TO DO.
Output all of the data exactly as it appears, but leave out any pictures it contains.

(Records from a collection)

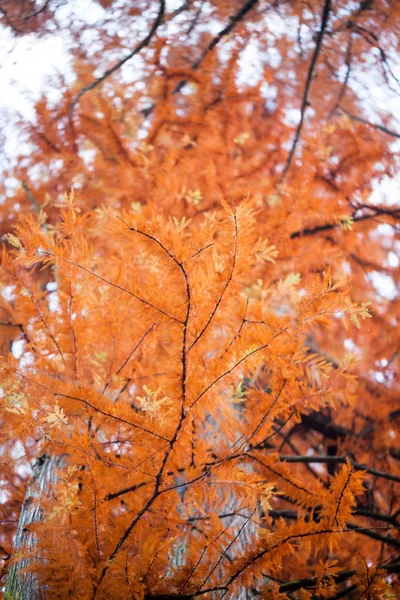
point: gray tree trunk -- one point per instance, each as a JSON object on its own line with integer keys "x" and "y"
{"x": 19, "y": 585}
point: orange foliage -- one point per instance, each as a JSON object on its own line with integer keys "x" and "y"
{"x": 191, "y": 328}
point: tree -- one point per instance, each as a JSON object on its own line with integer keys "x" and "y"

ANSWER TO THE PROBLEM.
point: gray tree trunk -- one point per instance, each as a JSON object on its own line with integer keys "x" and "y"
{"x": 19, "y": 585}
point: orange foliage -- one point per instance, each as a JSON object on its own line with integer keys "x" and "y"
{"x": 191, "y": 328}
point: tree -- one point per instance, each as a JSON object on its own line with integer keys "x" and "y"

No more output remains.